SHORT EXERCISE: How many lines in the items below contain the word "water"? Reply with the number only.

ENTRIES SHOWN:
>> BEGIN

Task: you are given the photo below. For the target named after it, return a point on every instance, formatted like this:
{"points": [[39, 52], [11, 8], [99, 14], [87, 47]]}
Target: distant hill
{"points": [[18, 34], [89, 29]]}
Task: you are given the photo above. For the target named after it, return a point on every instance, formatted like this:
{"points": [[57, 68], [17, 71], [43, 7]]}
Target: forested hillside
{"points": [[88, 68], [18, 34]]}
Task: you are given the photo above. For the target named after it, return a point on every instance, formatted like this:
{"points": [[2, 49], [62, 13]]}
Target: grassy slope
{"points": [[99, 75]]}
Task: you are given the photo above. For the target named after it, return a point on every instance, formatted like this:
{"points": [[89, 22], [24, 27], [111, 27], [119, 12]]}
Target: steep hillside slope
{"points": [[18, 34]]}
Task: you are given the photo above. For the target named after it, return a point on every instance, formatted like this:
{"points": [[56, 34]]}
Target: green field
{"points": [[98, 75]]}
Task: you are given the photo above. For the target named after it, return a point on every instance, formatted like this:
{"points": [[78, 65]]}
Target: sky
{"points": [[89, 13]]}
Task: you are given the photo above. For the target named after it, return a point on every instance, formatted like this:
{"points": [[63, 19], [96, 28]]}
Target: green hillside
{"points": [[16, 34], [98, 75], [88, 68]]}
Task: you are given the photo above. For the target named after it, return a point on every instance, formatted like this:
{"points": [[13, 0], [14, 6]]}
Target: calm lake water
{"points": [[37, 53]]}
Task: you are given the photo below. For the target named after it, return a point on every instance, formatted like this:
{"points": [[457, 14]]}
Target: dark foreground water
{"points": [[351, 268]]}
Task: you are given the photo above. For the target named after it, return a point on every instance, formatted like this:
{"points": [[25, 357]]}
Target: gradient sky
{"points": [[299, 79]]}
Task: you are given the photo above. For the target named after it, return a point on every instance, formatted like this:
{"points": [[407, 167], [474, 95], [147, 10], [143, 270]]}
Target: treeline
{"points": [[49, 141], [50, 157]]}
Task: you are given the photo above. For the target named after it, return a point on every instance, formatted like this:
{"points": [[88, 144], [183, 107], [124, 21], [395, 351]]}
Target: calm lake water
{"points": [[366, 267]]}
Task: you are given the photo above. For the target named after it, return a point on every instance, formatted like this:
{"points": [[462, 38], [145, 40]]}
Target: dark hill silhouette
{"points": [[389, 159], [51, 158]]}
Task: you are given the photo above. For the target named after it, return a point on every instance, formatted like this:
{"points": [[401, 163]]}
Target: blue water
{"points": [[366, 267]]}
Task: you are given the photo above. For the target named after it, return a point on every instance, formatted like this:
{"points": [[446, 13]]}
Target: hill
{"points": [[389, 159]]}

>> END

SOLUTION TO THIS EXERCISE: 4